> The input:
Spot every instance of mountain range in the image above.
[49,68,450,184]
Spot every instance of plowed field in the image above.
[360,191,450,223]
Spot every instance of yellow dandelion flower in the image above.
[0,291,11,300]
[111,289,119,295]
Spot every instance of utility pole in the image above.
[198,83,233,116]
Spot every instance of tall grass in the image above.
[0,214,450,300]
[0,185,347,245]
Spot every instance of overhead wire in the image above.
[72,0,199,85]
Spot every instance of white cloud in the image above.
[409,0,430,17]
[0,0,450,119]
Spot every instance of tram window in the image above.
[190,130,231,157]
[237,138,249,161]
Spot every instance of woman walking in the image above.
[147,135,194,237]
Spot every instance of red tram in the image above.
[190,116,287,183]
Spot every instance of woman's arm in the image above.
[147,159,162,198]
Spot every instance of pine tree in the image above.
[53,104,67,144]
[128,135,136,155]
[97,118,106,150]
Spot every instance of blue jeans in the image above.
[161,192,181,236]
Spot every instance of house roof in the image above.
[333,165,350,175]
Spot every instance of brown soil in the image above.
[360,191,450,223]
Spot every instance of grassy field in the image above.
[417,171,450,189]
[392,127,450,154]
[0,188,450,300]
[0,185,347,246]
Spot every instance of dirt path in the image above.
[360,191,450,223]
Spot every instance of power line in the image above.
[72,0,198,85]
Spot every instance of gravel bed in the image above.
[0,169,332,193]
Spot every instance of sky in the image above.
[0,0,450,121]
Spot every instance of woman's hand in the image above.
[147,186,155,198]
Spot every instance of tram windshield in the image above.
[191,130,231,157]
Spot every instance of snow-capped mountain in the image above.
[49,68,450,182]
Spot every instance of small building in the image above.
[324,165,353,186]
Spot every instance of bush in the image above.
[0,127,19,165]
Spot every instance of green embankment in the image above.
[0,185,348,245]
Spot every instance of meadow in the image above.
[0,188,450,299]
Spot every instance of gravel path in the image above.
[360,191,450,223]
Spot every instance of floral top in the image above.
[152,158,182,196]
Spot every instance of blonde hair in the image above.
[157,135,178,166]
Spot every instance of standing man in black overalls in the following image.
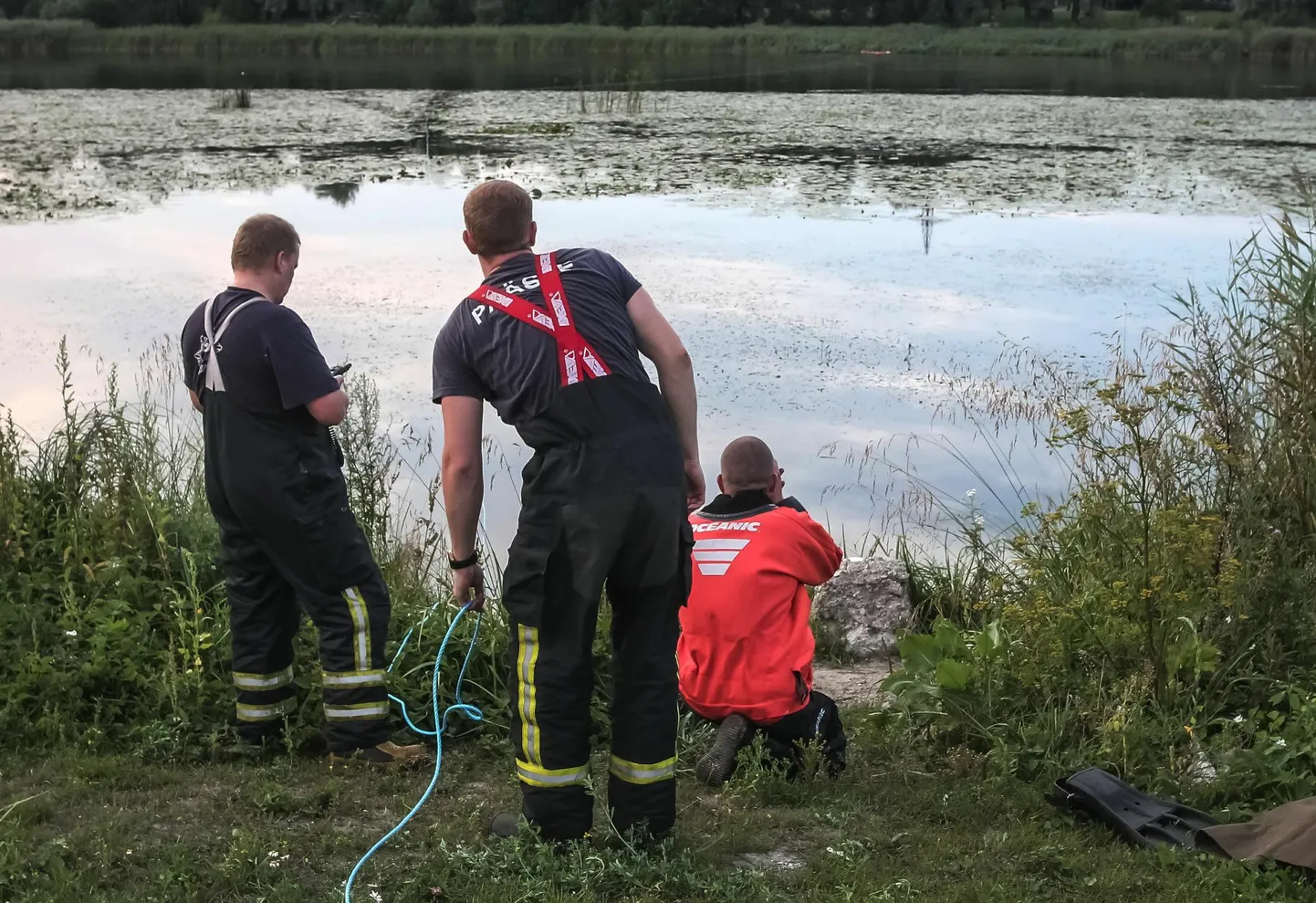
[183,215,425,765]
[434,182,704,840]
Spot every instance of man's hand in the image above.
[453,564,485,611]
[685,459,705,513]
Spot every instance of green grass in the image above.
[0,713,1310,903]
[7,18,1316,62]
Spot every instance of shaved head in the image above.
[721,436,777,495]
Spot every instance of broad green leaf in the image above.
[937,658,974,689]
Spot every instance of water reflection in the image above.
[0,182,1254,545]
[315,182,360,206]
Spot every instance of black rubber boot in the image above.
[695,715,754,787]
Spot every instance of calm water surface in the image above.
[0,183,1259,548]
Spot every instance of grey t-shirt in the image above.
[434,247,649,426]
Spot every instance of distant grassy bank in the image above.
[7,21,1316,62]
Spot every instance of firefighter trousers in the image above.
[215,497,391,753]
[504,487,692,840]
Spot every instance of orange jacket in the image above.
[676,492,842,724]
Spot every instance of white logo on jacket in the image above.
[694,537,758,576]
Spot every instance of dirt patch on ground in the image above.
[813,658,900,709]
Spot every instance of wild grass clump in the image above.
[0,343,518,758]
[7,21,1316,62]
[888,194,1316,802]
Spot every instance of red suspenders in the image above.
[470,253,612,385]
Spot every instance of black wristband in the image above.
[447,551,480,572]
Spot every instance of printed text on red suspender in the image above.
[470,253,612,385]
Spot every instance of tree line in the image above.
[0,0,1316,27]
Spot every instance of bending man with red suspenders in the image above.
[433,182,704,840]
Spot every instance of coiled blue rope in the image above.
[342,602,485,903]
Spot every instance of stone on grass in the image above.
[813,558,914,659]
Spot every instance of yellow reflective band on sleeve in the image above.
[516,760,590,787]
[321,670,384,689]
[233,665,292,689]
[342,587,371,671]
[516,626,544,765]
[325,699,388,721]
[238,698,298,721]
[608,756,676,783]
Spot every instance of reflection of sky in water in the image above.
[0,184,1254,545]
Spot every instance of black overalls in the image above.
[471,254,692,840]
[200,299,390,751]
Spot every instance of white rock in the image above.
[813,558,914,658]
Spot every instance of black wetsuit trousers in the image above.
[757,689,846,777]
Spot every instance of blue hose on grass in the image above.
[342,602,485,903]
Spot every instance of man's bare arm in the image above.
[441,395,485,561]
[307,388,351,426]
[626,289,704,509]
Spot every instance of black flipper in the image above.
[1046,769,1223,856]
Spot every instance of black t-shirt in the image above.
[434,247,649,426]
[183,287,339,414]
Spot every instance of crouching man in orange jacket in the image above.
[676,436,845,786]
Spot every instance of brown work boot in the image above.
[329,740,434,769]
[695,715,754,787]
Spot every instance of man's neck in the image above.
[480,247,534,279]
[229,271,279,304]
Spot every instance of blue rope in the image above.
[342,602,485,903]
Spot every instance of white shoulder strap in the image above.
[204,295,266,393]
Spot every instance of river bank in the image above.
[7,20,1316,65]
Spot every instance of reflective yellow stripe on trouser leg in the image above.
[516,626,544,768]
[238,698,298,721]
[608,756,676,784]
[325,699,388,721]
[516,760,590,787]
[233,665,292,691]
[342,586,372,671]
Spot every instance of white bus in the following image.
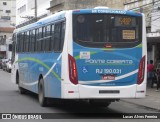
[12,8,147,106]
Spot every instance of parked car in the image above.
[2,59,8,70]
[156,63,160,72]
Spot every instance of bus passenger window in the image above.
[50,25,54,51]
[41,27,46,51]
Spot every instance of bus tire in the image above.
[38,78,47,107]
[16,73,26,94]
[89,100,111,107]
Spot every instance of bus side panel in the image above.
[136,14,147,98]
[61,11,79,99]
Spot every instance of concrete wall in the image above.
[50,0,125,13]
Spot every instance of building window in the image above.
[6,10,11,13]
[3,2,7,5]
[1,16,11,20]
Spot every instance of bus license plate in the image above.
[102,75,115,80]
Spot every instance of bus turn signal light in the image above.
[137,56,145,85]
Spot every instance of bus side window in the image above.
[29,30,35,52]
[11,34,16,64]
[45,25,51,51]
[25,31,29,52]
[59,22,66,51]
[20,33,24,52]
[50,25,54,51]
[16,34,20,52]
[41,27,46,51]
[35,29,39,51]
[37,27,43,51]
[54,23,61,52]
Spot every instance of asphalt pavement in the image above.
[0,70,159,122]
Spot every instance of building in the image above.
[16,0,50,25]
[147,0,160,64]
[124,0,160,64]
[48,0,125,13]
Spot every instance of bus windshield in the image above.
[73,14,142,47]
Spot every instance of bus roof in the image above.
[14,11,66,33]
[73,8,142,16]
[14,7,142,33]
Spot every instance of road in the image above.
[0,70,158,122]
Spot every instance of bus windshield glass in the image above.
[73,14,142,47]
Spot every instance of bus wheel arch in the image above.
[16,70,26,94]
[16,70,19,84]
[38,74,47,107]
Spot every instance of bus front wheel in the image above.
[16,73,26,94]
[38,78,47,107]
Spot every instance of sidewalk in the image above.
[122,88,160,112]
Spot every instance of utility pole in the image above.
[35,0,37,21]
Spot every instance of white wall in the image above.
[151,1,160,32]
[16,0,50,25]
[0,0,16,26]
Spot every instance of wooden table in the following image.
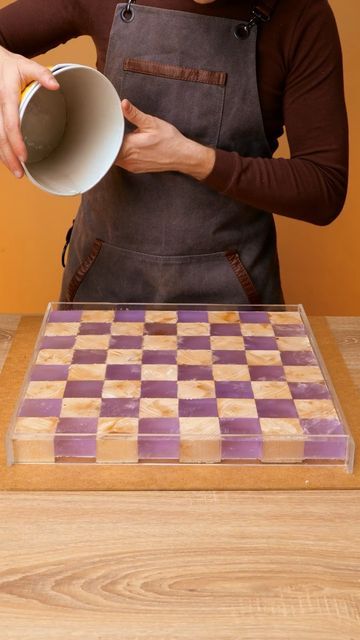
[0,317,360,640]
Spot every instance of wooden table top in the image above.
[0,316,360,640]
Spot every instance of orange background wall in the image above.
[0,0,360,315]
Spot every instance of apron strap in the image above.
[234,0,277,40]
[253,0,278,22]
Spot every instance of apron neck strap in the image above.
[234,0,277,40]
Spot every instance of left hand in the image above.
[115,100,215,180]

> The problem:
Please rewrite the stretch from the start of the records through the line containing "[72,0,198,85]", with "red tram" changed to "red streetcar" and everything else left as it is.

> Final result:
Spot every instance of mountain range in the image above.
[49,68,450,184]
Spot every instance of plowed field in the image above.
[360,191,450,223]
Spot every instance of yellow dandelion flower in the image above.
[0,291,11,300]
[111,289,119,295]
Spot every instance of utility pole in the image above.
[198,83,233,116]
Spot every instance of tall grass in the image above.
[0,214,450,300]
[0,185,347,245]
Spot every instance of overhead wire in the image above.
[72,0,199,85]
Spot every instance of white cloud in the image above.
[409,0,430,17]
[0,0,450,119]
Spot every instance of tram window in the image above.
[190,130,231,157]
[237,138,249,161]
Spot every instance of woman walking in the image above.
[147,135,194,237]
Spot every instance of red streetcar in the image above.
[190,116,287,183]
Spot every instance of woman's arm in the image above.
[147,159,162,198]
Spot every instance of pine tree in the image above.
[53,104,67,144]
[128,135,136,155]
[97,118,106,150]
Spot every instance of blue jeans in the image above.
[161,192,181,236]
Spot every instance of house roof in the image above.
[333,165,350,175]
Spot every instance of brown soil in the image above.
[360,191,450,223]
Spot every instance of grassy field in the image above.
[417,171,450,189]
[392,127,450,154]
[0,188,450,300]
[0,185,347,246]
Spot every instance of dirt path in the image above.
[360,191,450,223]
Spot every instance of power line in the image above.
[72,0,198,85]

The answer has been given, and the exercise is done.